WHAT YOU SHOULD DO: Show all lines from the listing below that contain "this".

TASK MATERIAL:
··········
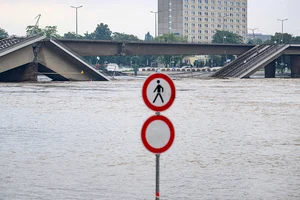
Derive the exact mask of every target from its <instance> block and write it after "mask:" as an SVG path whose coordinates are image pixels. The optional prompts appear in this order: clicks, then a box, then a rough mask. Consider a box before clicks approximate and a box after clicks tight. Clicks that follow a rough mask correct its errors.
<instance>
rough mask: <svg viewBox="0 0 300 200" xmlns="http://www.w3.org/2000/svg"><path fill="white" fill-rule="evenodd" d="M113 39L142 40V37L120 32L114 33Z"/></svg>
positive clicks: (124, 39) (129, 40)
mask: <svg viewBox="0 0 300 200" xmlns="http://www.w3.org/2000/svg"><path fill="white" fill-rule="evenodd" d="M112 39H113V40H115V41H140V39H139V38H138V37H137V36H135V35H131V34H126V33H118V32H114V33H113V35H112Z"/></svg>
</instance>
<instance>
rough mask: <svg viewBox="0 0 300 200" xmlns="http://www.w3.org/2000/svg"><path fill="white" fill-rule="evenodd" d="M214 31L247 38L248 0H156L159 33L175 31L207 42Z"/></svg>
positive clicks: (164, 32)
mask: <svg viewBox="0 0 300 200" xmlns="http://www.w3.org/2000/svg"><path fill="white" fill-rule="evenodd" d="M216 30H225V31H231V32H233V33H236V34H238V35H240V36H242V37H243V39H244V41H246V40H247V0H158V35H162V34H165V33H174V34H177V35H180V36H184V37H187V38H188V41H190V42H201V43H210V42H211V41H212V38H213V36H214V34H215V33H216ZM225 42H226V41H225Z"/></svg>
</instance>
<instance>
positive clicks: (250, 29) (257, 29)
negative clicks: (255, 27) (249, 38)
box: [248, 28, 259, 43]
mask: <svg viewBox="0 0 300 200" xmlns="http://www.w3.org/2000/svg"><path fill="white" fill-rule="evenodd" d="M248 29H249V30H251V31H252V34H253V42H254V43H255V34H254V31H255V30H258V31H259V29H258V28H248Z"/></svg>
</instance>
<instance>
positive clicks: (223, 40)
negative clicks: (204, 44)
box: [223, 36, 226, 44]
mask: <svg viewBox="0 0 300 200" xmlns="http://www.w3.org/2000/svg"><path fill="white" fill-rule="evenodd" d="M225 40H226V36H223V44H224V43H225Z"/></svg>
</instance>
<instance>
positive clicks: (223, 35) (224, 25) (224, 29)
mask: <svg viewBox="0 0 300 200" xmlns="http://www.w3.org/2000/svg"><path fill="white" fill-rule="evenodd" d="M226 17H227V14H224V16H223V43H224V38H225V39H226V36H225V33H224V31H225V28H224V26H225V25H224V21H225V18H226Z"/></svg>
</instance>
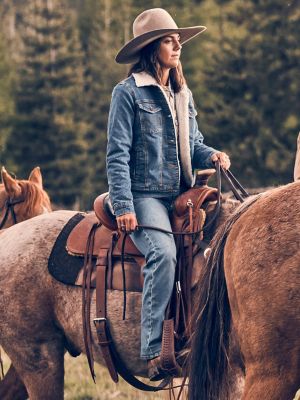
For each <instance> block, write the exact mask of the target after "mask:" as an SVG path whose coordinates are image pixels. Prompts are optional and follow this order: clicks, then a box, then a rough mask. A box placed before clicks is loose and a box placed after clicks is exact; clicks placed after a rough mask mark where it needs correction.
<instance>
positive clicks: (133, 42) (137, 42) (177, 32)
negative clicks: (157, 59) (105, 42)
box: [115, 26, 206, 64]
··········
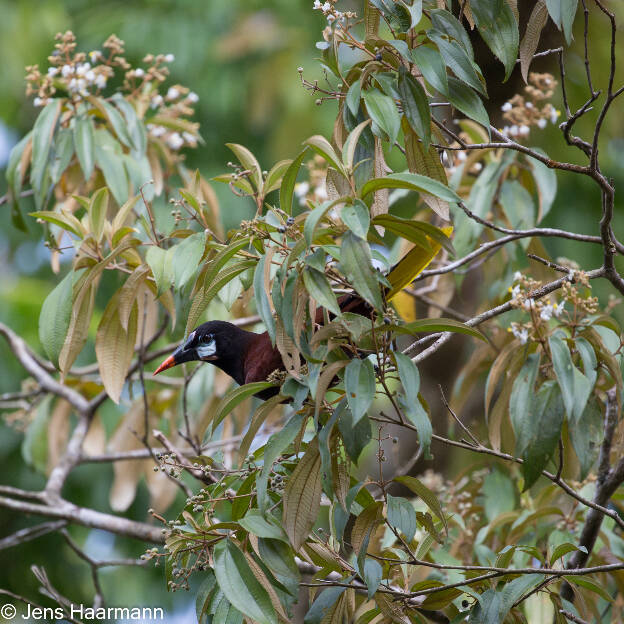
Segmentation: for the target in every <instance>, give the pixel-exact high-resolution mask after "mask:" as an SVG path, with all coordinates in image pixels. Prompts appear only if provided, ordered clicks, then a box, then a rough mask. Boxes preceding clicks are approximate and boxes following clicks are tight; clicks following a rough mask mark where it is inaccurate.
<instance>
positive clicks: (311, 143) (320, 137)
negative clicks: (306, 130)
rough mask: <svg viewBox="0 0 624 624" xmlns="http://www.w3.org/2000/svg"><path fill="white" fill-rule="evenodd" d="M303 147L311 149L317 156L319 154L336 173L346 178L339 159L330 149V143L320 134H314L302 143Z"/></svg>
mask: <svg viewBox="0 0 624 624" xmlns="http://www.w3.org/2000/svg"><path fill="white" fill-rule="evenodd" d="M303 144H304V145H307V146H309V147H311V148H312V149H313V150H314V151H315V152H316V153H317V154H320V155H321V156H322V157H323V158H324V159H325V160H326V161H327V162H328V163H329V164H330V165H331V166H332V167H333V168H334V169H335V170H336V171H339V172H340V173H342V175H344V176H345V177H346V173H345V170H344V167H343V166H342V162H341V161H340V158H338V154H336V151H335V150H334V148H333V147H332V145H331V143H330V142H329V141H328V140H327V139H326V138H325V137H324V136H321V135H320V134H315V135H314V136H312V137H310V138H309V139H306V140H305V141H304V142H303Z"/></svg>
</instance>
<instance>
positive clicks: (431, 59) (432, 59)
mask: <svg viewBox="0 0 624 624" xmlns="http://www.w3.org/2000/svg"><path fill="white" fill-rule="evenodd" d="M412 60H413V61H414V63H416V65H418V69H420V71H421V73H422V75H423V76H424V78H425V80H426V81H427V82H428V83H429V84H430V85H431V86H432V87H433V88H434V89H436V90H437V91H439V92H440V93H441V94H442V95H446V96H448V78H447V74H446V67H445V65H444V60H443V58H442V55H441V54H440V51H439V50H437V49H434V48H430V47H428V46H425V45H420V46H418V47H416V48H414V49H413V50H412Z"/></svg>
··········
EXERCISE OUTPUT:
Derive the exact mask of every target from its <instance> block and write it after "mask:" as an SVG path whose coordinates are image pixels. The optional prompts appear in this order: clicks, then a box, then a rough mask. Consider a box before clicks approximate and a box after clicks tight. Clicks that follow a rough mask correct its errors.
For each <instance> block, write the exact mask of the target after "mask:" as an SVG path whose coordinates are image pixels. Prompts are optional and follow this order: clicks, then a box, then a rough mask. A box placed before clicks is loose and a box placed after clicks is exact; clicks placed after a rough mask mark where it needs correction.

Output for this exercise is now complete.